STATI, Cristofano
(Cristoforo). – Nacque a Bracciano nel 1556 da Francesco. Il nome del padre è desumibile dall’immatricolazione dell’artista, indicante il suo patronimico, nella fiorentina Accademia del disegno, il 10 dicembre 1590 (Gli accademici del disegno, 2000), mentre non si conosce il nome della madre.
La località e la data di nascita si ricavano da Giovanni Baglione (1642), che dedicò a Stati una succinta ma fondamentale biografia unita a quella del figlio Francesco (1592-1627/1628 circa), anch’egli scultore e commerciante di antichità (Capoferro, 2008). Nelle fonti documentarie Cristofano (si usa qui il nome secondo l’accezione più antica) è detto anche il Braccianese Vecchio, per distinguerlo dal figlio. È sempre Baglione a indicare come ambedue gli scultori si dedicassero anche alla ricerca e alla vendita di antichità e di opere d’arte, un’attività che avrebbe di molto diminuito, secondo il biografo, la loro produzione artistica. Questa occupazione è confermata dalla ricerca archivistica, che mostra come Cristofano, sia quando risiedeva a Firenze sia quando si trasferì a Roma, all’incirca dopo il 1607, quando risulta affiancato dal figlio Francesco, rifornisse di antichità e di quadri, oltre che Virginio Orsini (Sickel, 2003, p. 200), del quale era al servizio, anche i Medici (Corti, 1989, p. 144; Barocchi - Gaeta Bertelà, 2002) e altri collezionisti fiorentini, come i Guicciardini (Corti, 1989, p. 144) e i Corsi (Pegazzano, 2010, p. 35).

Dati di localizzazione dei punti

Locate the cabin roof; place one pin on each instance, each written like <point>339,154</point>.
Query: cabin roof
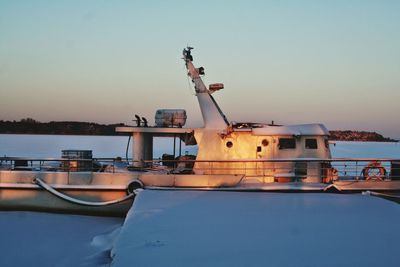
<point>299,129</point>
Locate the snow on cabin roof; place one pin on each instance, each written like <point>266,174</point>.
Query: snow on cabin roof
<point>299,129</point>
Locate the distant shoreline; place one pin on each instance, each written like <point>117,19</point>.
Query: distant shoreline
<point>31,126</point>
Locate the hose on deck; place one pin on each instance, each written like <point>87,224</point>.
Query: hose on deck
<point>53,191</point>
<point>377,194</point>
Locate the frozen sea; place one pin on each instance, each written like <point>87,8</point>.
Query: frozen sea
<point>43,239</point>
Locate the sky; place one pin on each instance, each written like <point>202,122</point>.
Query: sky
<point>331,62</point>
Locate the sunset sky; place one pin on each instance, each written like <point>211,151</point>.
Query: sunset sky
<point>334,62</point>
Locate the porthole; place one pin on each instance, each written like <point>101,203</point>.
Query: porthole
<point>229,144</point>
<point>264,142</point>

COMPITI DA SVOLGERE:
A: Rispondi alle seguenti domande sul brano dedicato a Cristofano Stati:
(i) In quale località e in quale anno nacque Cristofano Stati?
(ii) In quale data fu immatricolato nella fiorentina Accademia del disegno?
(iii) Con quale appellativo è indicato nelle fonti documentarie per distinguerlo dal figlio?
B: Riassumi in due frasi il brano su Cristofano Stati.
C: Riscrivi sotto forma di elenco puntato il paragrafo del brano che comincia con «La località e la data di nascita», conservandone le informazioni principali.
I dati costituiscono materiale a sé stante, distinto dal brano.

ESERCIZI RISOLTI:
A:
(i) A Bracciano, nel 1556.
(ii) Il 10 dicembre 1590.
(iii) Il Braccianese Vecchio.

B: Cristofano Stati nacque a Bracciano nel 1556 da Francesco, come risulta dalla sua immatricolazione all'Accademia del disegno di Firenze e dalla biografia che gli dedicò Giovanni Baglione. Scultore detto il Braccianese Vecchio, si dedicò con il figlio Francesco anche alla ricerca e alla vendita di antichità e opere d'arte, rifornendo Virginio Orsini, i Medici e altri collezionisti fiorentini.

C:
- Luogo e data di nascita si ricavano dalla biografia di Giovanni Baglione (1642), unita a quella del figlio Francesco (1592-1627/1628 circa), anch'egli scultore e commerciante di antichità.
- Nelle fonti documentarie Cristofano è detto il Braccianese Vecchio, per distinguerlo dal figlio.
- Secondo Baglione, entrambi gli scultori si dedicavano alla ricerca e alla vendita di antichità e opere d'arte, attività che avrebbe ridotto di molto la loro produzione artistica.
- La ricerca d'archivio conferma questa attività, sia a Firenze sia a Roma, dove Cristofano si trasferì all'incirca dopo il 1607 e risulta affiancato dal figlio.
- Cristofano riforniva di antichità e quadri Virginio Orsini, al cui servizio era, i Medici e altri collezionisti fiorentini come i Guicciardini e i Corsi.